**Work instructions:**
[a] In the interoperability article, reproduce word for word everything from "Nor have clinicians" down to "problems involving software.".
[b] What questions does the interoperability article say hospitals have been asking? List every one.
[c] Answer these from the interoperability article:
(i) Why were hospitals wary of getting involved with some of the newer companies?
(ii) What does ECRI Institute track, and for what purpose?
(iii) What position does Keller hold in the American College of Clinical Engineering?

Among the questions hospitals have been asking:
  • Should we be considering a patient-monitoring manufacturer’s gateway with my monitoring system?
  • Does the manufacturer’s monitoring system come with a gateway?
  • Is a third-party integrator’s add-on a better choice?
  • Whose claims should I be believing?

“There’s a lot of information on interoperability features from different sources,” said Keller. “Clearly, the hospitals we heard from were feeling a little bit confused by that. They were wary about getting involved with some of the newer companies because they felt they hadn’t yet been tested.”

Another conspicuous concern is staffing. “Do we have the expertise to support that technology in our hospital? Can we find someone—a clinical engineer or an IT person who is savvy with medical devices—to support this technology? A lot of hospitals don’t have that individual right now, and some are starting to look at that [lack],” said Keller.

“A lot of the hospitals [we interviewed] had inventoried their devices to understand what kind of input/output capabilities they had so they knew what they could and couldn’t do. Some of the things they ran into were unplanned downtime, dealing with troubleshooting, and running into some finger-pointing between multiple vendors—and sometimes between departments within the hospital.”

Keller said ECRI heard much about the need for clinical validation. “That, among other things, was impacting and changing the workflow of the clinicians, which was affecting their psychological or emotional buy-in for interoperability,” he said. “This was slowing things down.”

Nor have clinicians been put at ease to know that ECRI Institute, which tracks medical device problems in order to issue product alerts and recall notices, has documented a conspicuous spike in the number of device problems involving software.

Turning to points of progress, Keller mentioned the promise of cooperative initiatives underway between the Association for the Advancement of Medical Instrumentation (AAMI), HIMSS and the American College of Clinical Engineering (ACCE), of which he is president-elect — such as the CE-IT Community, online here—and said such initiatives are helping provide hospitals with more resources to make interoperability “a more seamless, more widely used technology than we see today.”

(Records held in a dataset)
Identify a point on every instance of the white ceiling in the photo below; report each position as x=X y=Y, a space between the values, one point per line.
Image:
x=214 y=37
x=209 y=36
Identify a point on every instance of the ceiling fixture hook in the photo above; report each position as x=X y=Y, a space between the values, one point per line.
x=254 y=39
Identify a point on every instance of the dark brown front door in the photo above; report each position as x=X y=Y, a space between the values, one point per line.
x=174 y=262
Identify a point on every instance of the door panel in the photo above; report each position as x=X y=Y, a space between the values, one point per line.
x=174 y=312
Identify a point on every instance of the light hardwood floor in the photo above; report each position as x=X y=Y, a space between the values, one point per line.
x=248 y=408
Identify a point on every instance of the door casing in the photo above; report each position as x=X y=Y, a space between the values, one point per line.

**Results of the tasks:**
[a]
Nor have clinicians been put at ease to know that ECRI Institute, which tracks medical device problems in order to issue product alerts and recall notices, has documented a conspicuous spike in the number of device problems involving software.

[b]
- Should we be considering a patient-monitoring manufacturer’s gateway with my monitoring system?
- Does the manufacturer’s monitoring system come with a gateway?
- Is a third-party integrator’s add-on a better choice?
- Whose claims should I be believing?

[c]
(i) They felt those companies hadn’t yet been tested.
(ii) It tracks medical device problems in order to issue product alerts and recall notices.
(iii) He is its president-elect.